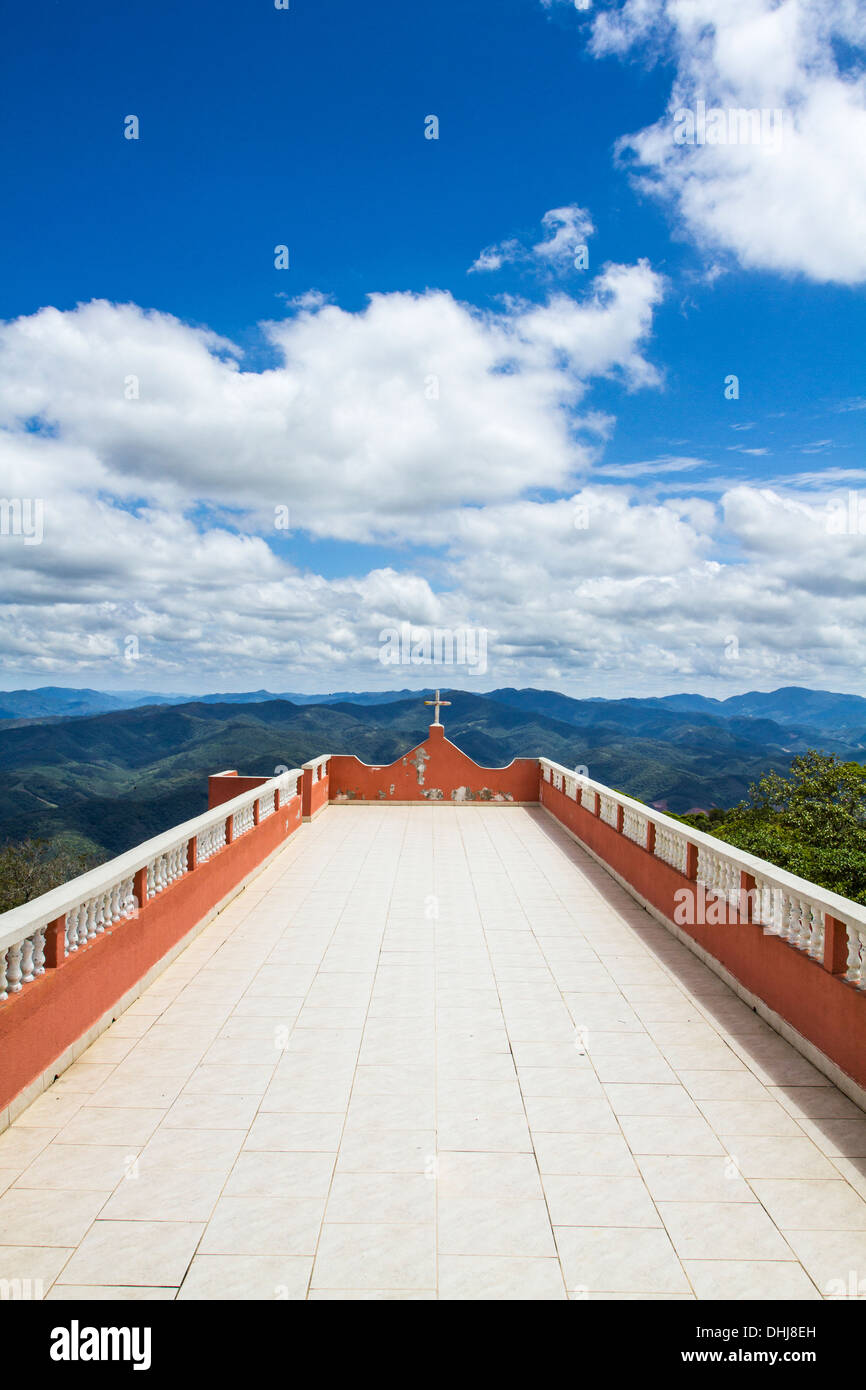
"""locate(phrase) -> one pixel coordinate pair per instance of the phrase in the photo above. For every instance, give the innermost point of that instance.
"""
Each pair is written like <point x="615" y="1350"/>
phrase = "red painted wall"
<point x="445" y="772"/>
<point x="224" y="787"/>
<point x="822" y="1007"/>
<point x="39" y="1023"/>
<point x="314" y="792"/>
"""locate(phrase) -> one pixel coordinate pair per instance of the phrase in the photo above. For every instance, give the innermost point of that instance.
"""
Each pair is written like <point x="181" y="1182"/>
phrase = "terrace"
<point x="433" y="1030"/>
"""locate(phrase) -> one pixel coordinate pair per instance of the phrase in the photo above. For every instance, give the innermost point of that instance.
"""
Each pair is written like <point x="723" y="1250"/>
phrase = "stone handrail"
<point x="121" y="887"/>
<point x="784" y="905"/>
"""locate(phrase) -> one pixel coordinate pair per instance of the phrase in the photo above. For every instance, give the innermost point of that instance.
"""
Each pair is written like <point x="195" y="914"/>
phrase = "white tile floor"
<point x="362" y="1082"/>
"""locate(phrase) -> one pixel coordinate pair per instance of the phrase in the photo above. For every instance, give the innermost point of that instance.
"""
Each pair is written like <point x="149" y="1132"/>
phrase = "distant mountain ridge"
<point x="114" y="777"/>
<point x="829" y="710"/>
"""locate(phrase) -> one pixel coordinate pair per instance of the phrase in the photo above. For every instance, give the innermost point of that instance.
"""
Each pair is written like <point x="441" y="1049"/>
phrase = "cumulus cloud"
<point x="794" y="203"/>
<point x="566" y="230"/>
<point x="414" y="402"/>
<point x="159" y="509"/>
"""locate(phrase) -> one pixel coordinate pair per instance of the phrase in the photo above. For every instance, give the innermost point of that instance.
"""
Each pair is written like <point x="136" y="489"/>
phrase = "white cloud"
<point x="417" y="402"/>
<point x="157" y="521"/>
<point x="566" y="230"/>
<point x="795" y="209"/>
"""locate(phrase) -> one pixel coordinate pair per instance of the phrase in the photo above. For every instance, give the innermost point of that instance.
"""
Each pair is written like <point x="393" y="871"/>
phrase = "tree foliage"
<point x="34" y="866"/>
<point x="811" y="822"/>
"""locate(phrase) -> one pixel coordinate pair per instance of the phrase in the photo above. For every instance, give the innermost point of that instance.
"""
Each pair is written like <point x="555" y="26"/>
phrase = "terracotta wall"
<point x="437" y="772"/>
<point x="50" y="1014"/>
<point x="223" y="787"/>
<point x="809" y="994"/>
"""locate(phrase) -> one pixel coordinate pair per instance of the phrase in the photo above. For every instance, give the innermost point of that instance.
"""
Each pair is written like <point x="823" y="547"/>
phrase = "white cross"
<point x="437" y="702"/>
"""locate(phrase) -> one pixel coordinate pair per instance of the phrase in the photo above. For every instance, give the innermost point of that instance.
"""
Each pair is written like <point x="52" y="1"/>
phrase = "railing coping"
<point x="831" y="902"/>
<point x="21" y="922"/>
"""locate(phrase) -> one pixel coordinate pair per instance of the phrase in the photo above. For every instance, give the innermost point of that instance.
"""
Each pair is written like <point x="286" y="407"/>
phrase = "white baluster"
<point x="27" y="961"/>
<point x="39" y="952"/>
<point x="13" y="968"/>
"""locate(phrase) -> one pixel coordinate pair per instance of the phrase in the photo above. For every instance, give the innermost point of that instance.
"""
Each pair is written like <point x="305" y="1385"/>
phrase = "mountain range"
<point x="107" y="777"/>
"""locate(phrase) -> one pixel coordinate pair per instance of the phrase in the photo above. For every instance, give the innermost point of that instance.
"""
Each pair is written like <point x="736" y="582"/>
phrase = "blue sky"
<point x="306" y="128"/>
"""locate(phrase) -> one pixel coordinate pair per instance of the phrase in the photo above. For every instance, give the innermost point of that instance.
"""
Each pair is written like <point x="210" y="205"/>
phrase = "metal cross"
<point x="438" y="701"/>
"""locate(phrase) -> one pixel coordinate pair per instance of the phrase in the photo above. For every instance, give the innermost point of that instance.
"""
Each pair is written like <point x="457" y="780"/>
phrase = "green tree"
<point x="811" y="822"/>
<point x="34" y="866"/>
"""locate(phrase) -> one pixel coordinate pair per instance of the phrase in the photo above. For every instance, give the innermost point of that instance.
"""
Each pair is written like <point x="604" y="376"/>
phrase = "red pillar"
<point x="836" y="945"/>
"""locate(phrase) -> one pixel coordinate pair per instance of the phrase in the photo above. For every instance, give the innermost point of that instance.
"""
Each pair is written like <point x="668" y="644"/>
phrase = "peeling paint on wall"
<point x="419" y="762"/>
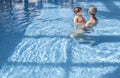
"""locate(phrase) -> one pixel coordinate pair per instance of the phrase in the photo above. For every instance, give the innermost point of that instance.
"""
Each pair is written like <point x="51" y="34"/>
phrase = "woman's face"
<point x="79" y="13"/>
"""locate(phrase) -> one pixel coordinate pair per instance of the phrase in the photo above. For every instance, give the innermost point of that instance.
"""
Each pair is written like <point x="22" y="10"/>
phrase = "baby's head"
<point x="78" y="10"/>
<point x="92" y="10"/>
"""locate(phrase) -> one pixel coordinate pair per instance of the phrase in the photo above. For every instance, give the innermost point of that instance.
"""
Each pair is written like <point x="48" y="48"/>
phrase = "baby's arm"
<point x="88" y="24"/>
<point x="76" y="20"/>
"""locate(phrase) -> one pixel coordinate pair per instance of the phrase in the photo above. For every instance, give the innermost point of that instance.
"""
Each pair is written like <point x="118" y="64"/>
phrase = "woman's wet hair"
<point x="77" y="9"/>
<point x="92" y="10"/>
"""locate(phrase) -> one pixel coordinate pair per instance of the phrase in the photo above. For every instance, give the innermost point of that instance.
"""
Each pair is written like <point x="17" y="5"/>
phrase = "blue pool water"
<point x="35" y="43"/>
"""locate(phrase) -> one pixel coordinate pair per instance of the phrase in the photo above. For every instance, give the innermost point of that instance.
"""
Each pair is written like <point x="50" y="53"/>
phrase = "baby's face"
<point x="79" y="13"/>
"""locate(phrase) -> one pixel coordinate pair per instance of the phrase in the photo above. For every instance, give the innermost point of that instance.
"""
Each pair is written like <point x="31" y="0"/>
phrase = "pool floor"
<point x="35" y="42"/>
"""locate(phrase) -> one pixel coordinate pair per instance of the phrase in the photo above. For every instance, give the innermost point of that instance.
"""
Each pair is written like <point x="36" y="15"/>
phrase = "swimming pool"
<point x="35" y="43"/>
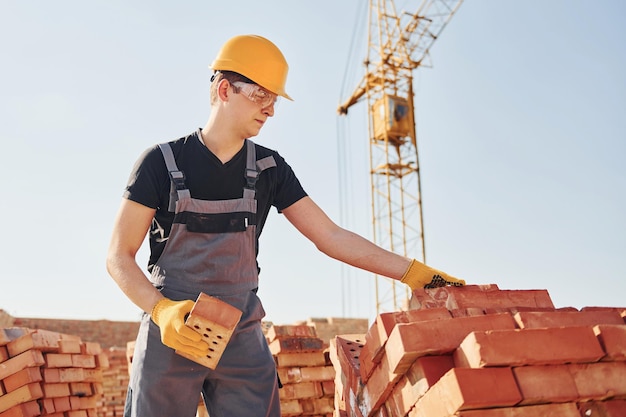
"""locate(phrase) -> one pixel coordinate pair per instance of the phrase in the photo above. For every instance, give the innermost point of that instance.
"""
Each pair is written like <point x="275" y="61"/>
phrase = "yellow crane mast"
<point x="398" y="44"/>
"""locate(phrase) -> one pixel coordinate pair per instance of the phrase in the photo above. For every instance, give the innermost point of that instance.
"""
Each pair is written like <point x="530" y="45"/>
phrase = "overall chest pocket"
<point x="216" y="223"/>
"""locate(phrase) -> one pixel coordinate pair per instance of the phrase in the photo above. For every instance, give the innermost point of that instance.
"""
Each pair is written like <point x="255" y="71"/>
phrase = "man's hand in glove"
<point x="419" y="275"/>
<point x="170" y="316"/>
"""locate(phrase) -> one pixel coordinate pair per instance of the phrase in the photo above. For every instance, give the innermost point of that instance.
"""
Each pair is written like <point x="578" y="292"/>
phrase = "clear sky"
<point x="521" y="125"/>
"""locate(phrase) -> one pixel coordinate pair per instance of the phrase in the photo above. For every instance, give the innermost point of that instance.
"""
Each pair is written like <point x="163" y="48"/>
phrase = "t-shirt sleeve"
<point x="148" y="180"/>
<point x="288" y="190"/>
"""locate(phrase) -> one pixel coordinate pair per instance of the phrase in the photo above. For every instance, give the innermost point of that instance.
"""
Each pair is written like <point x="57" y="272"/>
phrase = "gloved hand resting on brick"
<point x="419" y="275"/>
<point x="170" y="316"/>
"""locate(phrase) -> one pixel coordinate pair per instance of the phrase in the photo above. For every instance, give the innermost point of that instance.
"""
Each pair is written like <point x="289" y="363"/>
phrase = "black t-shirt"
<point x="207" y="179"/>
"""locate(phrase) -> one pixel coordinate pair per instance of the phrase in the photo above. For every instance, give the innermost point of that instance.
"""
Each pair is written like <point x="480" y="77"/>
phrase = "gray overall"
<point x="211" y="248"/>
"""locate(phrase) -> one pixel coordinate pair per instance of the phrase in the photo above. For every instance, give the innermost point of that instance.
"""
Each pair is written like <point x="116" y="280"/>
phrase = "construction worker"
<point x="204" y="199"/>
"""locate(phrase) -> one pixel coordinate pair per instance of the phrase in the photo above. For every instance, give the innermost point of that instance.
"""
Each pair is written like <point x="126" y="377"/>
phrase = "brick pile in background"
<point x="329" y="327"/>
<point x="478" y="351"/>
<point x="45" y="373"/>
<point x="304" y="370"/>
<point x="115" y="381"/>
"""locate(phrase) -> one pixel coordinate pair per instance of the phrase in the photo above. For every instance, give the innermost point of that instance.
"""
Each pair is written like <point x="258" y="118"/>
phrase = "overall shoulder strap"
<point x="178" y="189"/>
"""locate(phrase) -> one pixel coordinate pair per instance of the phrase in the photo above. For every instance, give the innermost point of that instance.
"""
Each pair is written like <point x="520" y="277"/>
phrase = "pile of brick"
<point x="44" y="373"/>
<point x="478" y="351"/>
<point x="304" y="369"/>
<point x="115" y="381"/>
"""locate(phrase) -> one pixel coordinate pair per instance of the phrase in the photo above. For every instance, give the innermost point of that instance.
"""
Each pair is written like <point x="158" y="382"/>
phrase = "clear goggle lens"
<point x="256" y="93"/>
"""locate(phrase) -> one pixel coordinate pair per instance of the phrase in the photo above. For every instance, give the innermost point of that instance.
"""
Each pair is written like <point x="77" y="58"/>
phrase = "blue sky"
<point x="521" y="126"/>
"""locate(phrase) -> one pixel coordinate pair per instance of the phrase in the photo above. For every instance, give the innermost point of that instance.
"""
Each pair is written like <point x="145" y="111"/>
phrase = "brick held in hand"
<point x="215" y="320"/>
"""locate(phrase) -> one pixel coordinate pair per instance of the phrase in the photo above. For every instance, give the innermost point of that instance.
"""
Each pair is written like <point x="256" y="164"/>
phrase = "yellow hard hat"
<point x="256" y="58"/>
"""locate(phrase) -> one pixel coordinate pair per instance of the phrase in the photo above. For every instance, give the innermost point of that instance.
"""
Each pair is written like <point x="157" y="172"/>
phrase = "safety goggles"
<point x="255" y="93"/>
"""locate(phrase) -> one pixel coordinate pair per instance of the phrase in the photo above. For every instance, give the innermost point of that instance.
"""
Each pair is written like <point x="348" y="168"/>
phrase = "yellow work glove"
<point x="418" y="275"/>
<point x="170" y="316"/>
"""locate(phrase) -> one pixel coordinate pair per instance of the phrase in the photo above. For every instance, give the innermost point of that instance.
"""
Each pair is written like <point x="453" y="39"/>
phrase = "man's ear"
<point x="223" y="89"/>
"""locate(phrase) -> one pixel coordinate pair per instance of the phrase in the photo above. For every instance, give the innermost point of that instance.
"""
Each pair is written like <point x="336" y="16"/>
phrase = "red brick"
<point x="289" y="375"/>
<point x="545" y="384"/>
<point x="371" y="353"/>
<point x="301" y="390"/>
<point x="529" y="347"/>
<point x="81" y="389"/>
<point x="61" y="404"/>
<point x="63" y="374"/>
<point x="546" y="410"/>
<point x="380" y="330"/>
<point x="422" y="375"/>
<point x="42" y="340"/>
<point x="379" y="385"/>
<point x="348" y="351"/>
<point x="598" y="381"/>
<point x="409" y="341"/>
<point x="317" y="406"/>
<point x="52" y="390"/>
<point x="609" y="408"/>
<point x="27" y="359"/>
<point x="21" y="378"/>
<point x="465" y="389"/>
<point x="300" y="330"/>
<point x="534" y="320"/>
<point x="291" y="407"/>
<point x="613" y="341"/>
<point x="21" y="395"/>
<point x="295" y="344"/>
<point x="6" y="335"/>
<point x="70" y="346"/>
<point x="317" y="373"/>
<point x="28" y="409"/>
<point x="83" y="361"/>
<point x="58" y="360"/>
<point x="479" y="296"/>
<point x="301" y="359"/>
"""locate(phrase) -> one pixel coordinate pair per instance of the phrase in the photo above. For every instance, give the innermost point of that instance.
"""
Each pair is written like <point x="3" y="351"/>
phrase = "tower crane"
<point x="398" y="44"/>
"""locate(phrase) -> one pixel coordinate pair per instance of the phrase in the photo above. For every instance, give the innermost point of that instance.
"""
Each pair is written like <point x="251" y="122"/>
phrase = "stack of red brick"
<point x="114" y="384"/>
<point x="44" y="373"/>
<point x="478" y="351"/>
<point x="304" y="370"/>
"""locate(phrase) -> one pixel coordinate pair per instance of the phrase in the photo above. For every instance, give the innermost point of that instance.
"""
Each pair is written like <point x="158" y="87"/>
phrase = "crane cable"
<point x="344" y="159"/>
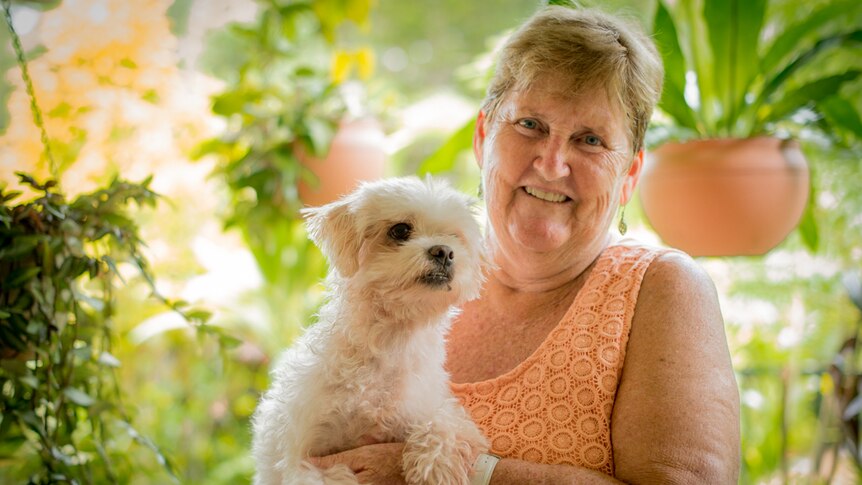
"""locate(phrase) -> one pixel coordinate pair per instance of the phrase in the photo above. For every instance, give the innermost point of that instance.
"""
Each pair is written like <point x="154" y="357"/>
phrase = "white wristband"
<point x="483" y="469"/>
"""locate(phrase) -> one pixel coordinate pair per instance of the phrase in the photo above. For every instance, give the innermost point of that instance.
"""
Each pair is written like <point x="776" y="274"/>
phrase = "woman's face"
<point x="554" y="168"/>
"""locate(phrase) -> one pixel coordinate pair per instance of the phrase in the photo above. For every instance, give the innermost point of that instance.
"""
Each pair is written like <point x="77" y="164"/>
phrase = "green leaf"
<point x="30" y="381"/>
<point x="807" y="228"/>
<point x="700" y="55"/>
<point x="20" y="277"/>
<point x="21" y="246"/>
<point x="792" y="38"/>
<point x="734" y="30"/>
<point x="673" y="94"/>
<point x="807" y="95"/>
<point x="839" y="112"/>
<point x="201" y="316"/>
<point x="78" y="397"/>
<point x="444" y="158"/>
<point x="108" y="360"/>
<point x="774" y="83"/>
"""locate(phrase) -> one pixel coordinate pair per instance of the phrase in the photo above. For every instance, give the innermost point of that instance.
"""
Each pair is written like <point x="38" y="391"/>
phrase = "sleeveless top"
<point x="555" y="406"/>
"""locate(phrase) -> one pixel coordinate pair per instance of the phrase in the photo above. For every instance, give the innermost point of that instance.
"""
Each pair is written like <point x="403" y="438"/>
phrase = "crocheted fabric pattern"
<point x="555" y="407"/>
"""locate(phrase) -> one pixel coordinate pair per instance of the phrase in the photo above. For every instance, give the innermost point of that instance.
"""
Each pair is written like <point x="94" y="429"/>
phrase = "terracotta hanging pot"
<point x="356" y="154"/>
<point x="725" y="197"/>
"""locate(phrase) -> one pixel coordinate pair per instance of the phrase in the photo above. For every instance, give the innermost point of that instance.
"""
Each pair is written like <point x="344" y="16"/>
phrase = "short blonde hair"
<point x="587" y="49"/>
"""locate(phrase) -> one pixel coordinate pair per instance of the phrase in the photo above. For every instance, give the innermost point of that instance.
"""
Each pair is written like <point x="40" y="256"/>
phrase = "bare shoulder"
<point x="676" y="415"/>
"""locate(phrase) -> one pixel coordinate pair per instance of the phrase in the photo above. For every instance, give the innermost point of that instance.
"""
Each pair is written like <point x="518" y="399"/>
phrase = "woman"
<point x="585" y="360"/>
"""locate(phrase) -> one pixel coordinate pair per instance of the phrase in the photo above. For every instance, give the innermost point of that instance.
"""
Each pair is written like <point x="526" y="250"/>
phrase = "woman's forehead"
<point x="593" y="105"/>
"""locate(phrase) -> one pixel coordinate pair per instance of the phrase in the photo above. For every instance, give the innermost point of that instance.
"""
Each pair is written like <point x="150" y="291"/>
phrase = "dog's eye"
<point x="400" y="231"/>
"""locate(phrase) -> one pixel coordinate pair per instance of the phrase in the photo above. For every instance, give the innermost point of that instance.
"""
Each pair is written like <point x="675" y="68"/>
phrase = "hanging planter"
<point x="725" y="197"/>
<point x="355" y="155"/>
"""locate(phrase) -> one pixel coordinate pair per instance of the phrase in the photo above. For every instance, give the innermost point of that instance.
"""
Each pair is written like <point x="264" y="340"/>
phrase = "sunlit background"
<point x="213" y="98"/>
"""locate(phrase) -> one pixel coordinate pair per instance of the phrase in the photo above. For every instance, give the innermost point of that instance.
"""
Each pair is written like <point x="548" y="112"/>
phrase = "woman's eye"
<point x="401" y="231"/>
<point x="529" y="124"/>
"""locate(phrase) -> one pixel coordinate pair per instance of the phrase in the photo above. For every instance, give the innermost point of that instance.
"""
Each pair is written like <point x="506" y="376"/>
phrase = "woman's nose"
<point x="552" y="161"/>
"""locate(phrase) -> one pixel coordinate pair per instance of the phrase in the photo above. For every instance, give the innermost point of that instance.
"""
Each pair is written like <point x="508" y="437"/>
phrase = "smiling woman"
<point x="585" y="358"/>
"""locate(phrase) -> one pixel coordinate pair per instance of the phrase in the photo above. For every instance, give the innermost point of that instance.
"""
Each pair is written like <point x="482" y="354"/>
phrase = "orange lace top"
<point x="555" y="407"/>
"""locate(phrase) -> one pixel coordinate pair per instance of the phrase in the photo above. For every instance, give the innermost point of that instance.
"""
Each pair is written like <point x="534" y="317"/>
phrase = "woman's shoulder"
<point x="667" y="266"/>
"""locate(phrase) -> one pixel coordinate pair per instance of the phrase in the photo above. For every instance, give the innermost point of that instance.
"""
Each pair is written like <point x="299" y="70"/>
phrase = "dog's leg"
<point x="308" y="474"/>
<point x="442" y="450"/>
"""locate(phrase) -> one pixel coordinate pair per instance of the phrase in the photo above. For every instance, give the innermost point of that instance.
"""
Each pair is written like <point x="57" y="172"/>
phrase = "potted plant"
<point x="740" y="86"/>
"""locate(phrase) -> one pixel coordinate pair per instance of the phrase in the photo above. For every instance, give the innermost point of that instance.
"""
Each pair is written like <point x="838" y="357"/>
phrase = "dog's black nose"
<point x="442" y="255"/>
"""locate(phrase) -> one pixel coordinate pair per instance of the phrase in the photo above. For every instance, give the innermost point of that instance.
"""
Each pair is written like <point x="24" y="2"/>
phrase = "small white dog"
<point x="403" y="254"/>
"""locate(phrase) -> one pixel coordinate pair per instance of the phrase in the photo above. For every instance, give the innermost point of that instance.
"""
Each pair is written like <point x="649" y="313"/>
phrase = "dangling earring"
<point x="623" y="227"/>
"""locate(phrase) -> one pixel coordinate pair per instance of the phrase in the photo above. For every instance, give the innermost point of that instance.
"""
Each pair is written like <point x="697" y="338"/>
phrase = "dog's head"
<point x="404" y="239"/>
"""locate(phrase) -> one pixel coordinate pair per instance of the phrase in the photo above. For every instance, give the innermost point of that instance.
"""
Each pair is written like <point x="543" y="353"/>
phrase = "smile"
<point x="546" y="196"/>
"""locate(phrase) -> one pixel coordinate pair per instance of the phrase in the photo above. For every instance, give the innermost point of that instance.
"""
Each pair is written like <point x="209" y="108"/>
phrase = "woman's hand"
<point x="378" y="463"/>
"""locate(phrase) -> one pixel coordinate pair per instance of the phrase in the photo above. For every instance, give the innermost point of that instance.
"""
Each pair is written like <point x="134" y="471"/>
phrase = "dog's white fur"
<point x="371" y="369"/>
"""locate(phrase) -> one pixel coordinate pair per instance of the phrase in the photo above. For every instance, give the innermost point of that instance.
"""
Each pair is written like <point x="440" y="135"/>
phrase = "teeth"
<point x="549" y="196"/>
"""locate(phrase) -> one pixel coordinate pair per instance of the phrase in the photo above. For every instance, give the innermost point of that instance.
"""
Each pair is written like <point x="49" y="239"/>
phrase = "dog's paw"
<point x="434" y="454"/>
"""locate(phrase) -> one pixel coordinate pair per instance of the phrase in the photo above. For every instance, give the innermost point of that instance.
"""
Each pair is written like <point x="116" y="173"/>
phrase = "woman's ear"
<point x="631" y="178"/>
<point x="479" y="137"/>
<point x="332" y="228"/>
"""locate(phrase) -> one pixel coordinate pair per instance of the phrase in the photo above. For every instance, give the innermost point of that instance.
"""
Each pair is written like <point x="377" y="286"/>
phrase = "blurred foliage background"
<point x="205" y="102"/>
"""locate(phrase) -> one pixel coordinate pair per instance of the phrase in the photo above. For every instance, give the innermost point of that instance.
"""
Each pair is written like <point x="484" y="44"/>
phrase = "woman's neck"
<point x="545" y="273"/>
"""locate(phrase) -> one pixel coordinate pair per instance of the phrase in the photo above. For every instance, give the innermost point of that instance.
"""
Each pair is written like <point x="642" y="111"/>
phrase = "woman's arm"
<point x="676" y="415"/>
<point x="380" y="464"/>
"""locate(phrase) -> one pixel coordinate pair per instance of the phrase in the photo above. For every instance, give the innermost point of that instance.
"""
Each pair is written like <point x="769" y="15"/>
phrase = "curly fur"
++++++++
REQUIREMENTS: Show every line of the records above that contains the string "baby", copying each line as it appears.

SOLVED EXERCISE:
phrase = "baby's head"
phrase = "baby's arm"
phrase = "baby's face"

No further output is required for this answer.